PROBLEM REQUIREMENTS →
The entries below should be transcribed in their entirety, exactly as written.

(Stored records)

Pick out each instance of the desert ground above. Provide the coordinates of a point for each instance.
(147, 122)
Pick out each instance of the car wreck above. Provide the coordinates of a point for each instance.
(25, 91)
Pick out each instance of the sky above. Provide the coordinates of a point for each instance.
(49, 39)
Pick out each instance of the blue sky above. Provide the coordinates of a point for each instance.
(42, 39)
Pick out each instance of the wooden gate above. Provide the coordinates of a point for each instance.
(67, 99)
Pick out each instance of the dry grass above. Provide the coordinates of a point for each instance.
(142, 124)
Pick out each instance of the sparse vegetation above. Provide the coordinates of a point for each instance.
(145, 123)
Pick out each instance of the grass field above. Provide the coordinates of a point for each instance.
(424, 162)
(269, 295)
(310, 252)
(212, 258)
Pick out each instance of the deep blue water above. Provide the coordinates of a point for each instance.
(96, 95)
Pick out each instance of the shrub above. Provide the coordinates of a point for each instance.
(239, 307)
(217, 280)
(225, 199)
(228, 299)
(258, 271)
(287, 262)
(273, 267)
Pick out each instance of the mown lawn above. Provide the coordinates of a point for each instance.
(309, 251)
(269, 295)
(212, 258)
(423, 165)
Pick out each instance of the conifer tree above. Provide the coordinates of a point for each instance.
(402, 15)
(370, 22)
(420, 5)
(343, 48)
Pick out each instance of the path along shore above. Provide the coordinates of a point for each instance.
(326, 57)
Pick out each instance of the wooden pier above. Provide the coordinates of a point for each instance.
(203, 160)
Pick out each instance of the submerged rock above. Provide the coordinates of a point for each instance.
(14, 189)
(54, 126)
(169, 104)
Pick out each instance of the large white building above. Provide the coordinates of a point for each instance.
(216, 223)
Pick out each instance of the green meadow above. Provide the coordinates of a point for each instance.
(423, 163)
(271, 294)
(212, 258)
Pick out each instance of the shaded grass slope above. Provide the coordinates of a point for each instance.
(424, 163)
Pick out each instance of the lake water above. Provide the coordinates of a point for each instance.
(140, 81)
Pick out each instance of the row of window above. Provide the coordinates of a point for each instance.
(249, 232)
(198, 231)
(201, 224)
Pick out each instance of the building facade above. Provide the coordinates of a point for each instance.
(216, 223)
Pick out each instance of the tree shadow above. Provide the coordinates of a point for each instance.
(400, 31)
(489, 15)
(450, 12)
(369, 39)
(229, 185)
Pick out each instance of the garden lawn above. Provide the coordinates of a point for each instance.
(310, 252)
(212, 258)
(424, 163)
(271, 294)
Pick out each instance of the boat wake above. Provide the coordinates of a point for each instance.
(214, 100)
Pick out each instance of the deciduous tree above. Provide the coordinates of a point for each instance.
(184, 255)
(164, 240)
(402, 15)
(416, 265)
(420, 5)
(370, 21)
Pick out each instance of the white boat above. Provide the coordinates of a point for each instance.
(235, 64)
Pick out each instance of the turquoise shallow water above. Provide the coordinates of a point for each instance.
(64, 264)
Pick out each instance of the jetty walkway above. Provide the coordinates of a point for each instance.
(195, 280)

YOUR RESPONSE →
Pick out each instance of the desert ground above. Provide the coordinates of a point for each instance.
(147, 122)
Pick out each instance of the car wreck above. Provide the coordinates of a point for each instance.
(25, 91)
Pick out each instance of the sky above. Provide the coordinates of a point for each instance.
(49, 39)
Pick out each instance of the blue sky above. Provide the coordinates of a point for each instance.
(42, 39)
Pick out each instance of the wooden gate above. Provide the coordinates of a point for each instance.
(67, 99)
Pick out each instance of the dry grass above. Provide the coordinates of a point for each instance.
(142, 124)
Pick out each instance of the sparse vegetation above. Provide the coordinates of a point for each instance.
(145, 123)
Pick out each instance of the grass field above. Provide the coordinates of a point for each instance.
(424, 162)
(269, 295)
(310, 252)
(212, 258)
Pick out each instance of the deep blue water above. Provide the coordinates of a point for each instance.
(96, 95)
Pick out each instance of the shrub above. Provide the coordinates of a point for each instance.
(239, 307)
(217, 280)
(225, 199)
(228, 299)
(258, 271)
(287, 262)
(273, 267)
Pick out each instance of the mown lawn above. Provide the coordinates of a point for each instance.
(309, 251)
(269, 295)
(212, 258)
(423, 165)
Pick out each instance of the conifer tree above. Provide the coordinates of a point for each instance.
(402, 15)
(370, 22)
(420, 5)
(343, 48)
Pick out each instance of the path along shore above. Provide the coordinates of a point for each instance.
(326, 57)
Pick out each instance of the wooden pier above. Provide the coordinates of a point for each instance.
(203, 160)
Pick out each instance of the submerged rock above. Provide the coordinates of a point for each instance.
(14, 189)
(54, 126)
(169, 104)
Pick out each instance of the large white building above. Provide the coordinates of a point for each instance.
(216, 223)
Pick out each instance of the green meadow above. Provide the coordinates of a point for each instance.
(423, 163)
(271, 294)
(212, 258)
Pick out each instance of the shaded grass slope above. Provide the coordinates of a point for each instance.
(424, 163)
Pick out each instance of the lake water above. Provide the coordinates of a point for each instance.
(140, 81)
Pick out each instance of the row of window above. Provide the coordinates of a point for each instance.
(249, 232)
(198, 231)
(201, 224)
Pick out each instance of the building facade above. Provide the coordinates of a point for each instance.
(216, 223)
Pick out each instance of the tree shadow above. Provide the coordinates of a point for each instance.
(400, 31)
(489, 15)
(450, 12)
(369, 39)
(229, 185)
Pick out each instance of the garden lawn above. Provide the coordinates of a point for each instance.
(310, 252)
(212, 258)
(424, 163)
(271, 294)
Pick out each instance of the boat wake above. Provide the coordinates of a point for each instance.
(214, 100)
Pick out each instance of the deciduous tree above. Provide the coordinates of a point for each instance.
(184, 255)
(164, 240)
(402, 15)
(416, 265)
(420, 5)
(370, 21)
Pick out each instance of the white boat above. Provide the coordinates of a point for each instance.
(235, 64)
Pick out each instance of the turquoise shallow water above. Provide the coordinates of a point for each instance.
(64, 264)
Pick out each instance of the jetty walkway above. Provide the coordinates of a point for each instance.
(195, 280)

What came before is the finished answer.